**Quoted text:**
====================

= National Student Wellbeing Program =

Australian federal government programme

The National Student Wellbeing Program is an Australian federal government programme which funds religious chaplains and non religious "student wellbeing officers" in Australian primary and secondary schools. They are to provide pastoral care in order to support student wellbeing. Practitioners are not allowed to "provide religious instruction or religious counselling" or "proselytise" and must follow the rules and qualification requirements of the NSWP.

The program was formerly called the National School Chaplaincy Programme, and was set up in 2006 by the Howard government. From 2014 to 2023, there was no option for a non religious counsellor, with all chaplains requiring to be "ordained, commissioned or endorsed by a recognised religious institution".

In 2023, schools regained the ability to use a non religious counsellor, and the name of the program was changed to the National Student Wellbeing Program.

The grants are $20,280 a year for schools and $24,336 for schools in remote areas.

==History==
In October 2006, the Howard government established NSCP, at an expected cost of $90 million, to provide $20,000 grants for schools to employ chaplains. In Australia, chaplains in state schools have, controversially, been funded by the federal government since 2007, as well as local communities. Chaplaincy services are provided by religious service companies which are predominantly Christian, though non-denominational within Christianity, including Scripture Union Queensland, Genr8 Ministries in NSW and Access Ministries. As of 2008, there were 2,850 chaplains employed under NSCP.

====================

**Records provided:**
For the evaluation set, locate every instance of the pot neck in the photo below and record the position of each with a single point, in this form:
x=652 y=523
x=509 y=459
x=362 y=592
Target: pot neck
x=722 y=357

====================

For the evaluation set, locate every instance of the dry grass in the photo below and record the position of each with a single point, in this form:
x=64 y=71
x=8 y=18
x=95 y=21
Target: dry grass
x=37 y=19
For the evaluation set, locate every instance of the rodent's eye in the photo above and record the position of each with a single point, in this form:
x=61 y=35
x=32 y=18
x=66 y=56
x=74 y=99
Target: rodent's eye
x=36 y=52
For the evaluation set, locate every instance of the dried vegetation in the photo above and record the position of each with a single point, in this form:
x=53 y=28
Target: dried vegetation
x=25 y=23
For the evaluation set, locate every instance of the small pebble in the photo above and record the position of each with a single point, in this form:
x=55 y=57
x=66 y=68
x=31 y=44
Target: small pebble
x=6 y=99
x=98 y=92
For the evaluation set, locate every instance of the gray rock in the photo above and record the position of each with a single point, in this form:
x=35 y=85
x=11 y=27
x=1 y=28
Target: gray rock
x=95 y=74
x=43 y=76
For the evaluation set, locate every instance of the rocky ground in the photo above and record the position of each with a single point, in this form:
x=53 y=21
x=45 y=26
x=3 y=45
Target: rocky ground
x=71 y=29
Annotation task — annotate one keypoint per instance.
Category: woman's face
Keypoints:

====================

**Problems and tasks:**
**1)** Summarize the passage on the National Student Wellbeing Program in two sentences.
**2)** Reproduce the passage on the National Student Wellbeing Program starting with "The program was formerly" and going on through "Student Wellbeing Program.".

**Expected responses:**
**1)** The National Student Wellbeing Program is an Australian federal government program that funds religious chaplains and non-religious student wellbeing officers in primary and secondary schools to provide pastoral care, and it bars them from religious instruction, religious counseling and proselytizing. The Howard government set it up in 2006 as the National School Chaplaincy Programme, and from 2014 to 2023 every chaplain had to be ordained, commissioned or endorsed by a recognized religious institution; in 2023 schools regained the option of a non-religious counselor and the program took its current name.

**2)**
The program was formerly called the National School Chaplaincy Programme, and was set up in 2006 by the Howard government. From 2014 to 2023, there was no option for a non religious counsellor, with all chaplains requiring to be "ordained, commissioned or endorsed by a recognised religious institution".

In 2023, schools regained the ability to use a non religious counsellor, and the name of the program was changed to the National Student Wellbeing Program.